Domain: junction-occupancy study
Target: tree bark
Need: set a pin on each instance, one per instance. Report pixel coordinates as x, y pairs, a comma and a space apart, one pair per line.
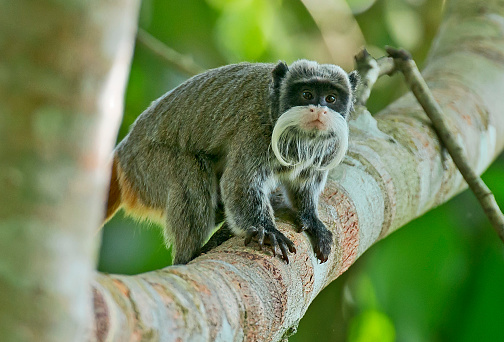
392, 174
63, 70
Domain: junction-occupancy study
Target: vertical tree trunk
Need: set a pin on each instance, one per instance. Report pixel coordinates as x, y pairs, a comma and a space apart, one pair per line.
63, 68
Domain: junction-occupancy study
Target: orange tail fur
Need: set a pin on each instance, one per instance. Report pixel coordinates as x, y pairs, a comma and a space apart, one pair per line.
114, 196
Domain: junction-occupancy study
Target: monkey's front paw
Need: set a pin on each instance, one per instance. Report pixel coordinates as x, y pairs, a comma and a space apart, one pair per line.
321, 237
273, 237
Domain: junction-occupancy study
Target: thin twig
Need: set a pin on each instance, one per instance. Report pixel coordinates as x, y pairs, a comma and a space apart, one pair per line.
405, 64
181, 62
370, 70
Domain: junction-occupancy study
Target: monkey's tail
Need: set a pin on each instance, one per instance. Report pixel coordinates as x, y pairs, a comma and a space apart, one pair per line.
114, 196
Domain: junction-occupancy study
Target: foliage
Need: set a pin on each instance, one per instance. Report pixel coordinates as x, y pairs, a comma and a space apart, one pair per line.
436, 279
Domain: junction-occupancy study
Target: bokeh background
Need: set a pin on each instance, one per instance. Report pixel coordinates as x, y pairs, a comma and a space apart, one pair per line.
441, 277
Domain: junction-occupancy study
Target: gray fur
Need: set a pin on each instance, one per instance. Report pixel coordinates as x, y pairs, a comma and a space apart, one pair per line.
208, 142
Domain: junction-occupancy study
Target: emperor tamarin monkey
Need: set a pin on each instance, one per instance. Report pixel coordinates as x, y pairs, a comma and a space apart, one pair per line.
227, 138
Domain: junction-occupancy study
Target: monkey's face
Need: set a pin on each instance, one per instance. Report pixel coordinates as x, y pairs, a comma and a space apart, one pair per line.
314, 101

========================================

INSTRUCTIONS TO FOLLOW: Among the lines above, find those that contain the word "tree" and copy them.

ANSWER TO THE EXERCISE:
Target: tree bark
Target: vertical tree trunk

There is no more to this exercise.